## Work instructions
Can you write out, word for word, the part of the Khanka spiny bitterling text from "- Synonyms: Parachilognathus" to "Authority: (Dybowski, 1872)"?

## Source document
☆ ☆ ☆ ☆

Scientific classification
- Kingdom: Animalia
- Phylum: Chordata
- Class: Actinopterygii
- Order: Cypriniformes
- Family: Acheilognathidae
- Genus: Acheilognathus
- Species: A. chankaensis
- Binomial name: Acheilognathus chankaensis (Dybowski, 1872)
- Synonyms: Parachilognathus imberbis Bleeker, 1871 ; Devario chankanensis Dybowski, 1872 ; Acanthorhodeus chankaensis (Dybowski, 1872) ; Acanthorhodeus atranalis Günther, 1873 ; Paracheilognathus bleekeri Berg, 1907 ; Acanthorhodeus gracilis Regan, 1908 ; Acanthorhodeus wangi T. L. Tchang, 1930 ; Acanthorhodeus asmussi sungariensis Berg, 1931 ; Acanthorhodeus tokunagai Mori, 1934 ;

= Khanka spiny bitterling =

- Authority: (Dybowski, 1872)
- Conservation status: LC

Species of fish

The Khanka spiny bitterling (Acheilognathus chankaensis) is a temperate freshwater fish belonging to the family Acheilognathidae, the bitterlings. It originates in the inland rivers in Asia, and is found in China, Korea, and Russia.

The fish can grow up to 12 cm in total length. It lives in a temperate climate in water with a pH of 7.0, a hardness of 15 DH, and a temperature range of 18 to 22 C. It is of commercial importance for fisheries and public aquaria.

When spawning, the female deposits the eggs inside bivalves. The young hatch and remain within the bivalve until they can swim.

☆ ☆ ☆ ☆

## Dataset
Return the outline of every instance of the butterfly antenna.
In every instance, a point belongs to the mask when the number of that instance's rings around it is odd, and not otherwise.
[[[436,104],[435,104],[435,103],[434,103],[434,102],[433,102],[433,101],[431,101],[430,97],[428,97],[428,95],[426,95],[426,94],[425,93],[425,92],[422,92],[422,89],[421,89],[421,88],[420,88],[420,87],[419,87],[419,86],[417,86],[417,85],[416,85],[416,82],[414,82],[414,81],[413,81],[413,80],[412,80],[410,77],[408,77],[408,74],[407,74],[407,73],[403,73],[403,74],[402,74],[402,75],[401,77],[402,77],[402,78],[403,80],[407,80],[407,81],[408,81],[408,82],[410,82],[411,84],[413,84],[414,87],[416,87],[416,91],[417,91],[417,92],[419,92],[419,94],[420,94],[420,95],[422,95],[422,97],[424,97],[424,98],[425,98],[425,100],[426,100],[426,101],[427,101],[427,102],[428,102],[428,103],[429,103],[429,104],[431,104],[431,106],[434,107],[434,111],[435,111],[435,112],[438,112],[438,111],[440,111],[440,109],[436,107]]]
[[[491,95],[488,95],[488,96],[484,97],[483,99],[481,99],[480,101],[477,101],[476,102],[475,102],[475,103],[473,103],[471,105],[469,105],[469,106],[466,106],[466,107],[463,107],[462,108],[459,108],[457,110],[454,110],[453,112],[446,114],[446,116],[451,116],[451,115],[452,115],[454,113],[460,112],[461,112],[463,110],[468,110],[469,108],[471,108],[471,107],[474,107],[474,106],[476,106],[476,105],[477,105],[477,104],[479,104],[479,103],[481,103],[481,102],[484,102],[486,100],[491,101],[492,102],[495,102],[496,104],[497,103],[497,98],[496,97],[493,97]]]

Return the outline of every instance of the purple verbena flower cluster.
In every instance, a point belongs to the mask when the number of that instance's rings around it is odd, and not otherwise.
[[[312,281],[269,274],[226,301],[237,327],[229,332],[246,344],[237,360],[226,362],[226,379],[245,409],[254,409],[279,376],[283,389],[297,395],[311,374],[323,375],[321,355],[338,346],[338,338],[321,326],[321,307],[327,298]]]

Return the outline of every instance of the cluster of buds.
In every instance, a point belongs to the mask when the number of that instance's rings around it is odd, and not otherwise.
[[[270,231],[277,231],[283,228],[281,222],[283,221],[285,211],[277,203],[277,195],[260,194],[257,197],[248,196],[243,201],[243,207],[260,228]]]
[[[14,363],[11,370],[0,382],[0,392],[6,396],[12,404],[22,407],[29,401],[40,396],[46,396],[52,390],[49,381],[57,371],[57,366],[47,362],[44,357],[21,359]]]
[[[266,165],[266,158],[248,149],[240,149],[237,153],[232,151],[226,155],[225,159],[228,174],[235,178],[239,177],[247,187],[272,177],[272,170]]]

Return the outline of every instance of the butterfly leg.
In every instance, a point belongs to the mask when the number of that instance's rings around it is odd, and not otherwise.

☆ ☆ ☆ ☆

## Problem solution
- Synonyms: Parachilognathus imberbis Bleeker, 1871 ; Devario chankanensis Dybowski, 1872 ; Acanthorhodeus chankaensis (Dybowski, 1872) ; Acanthorhodeus atranalis Günther, 1873 ; Paracheilognathus bleekeri Berg, 1907 ; Acanthorhodeus gracilis Regan, 1908 ; Acanthorhodeus wangi T. L. Tchang, 1930 ; Acanthorhodeus asmussi sungariensis Berg, 1931 ; Acanthorhodeus tokunagai Mori, 1934 ;

= Khanka spiny bitterling =

- Authority: (Dybowski, 1872)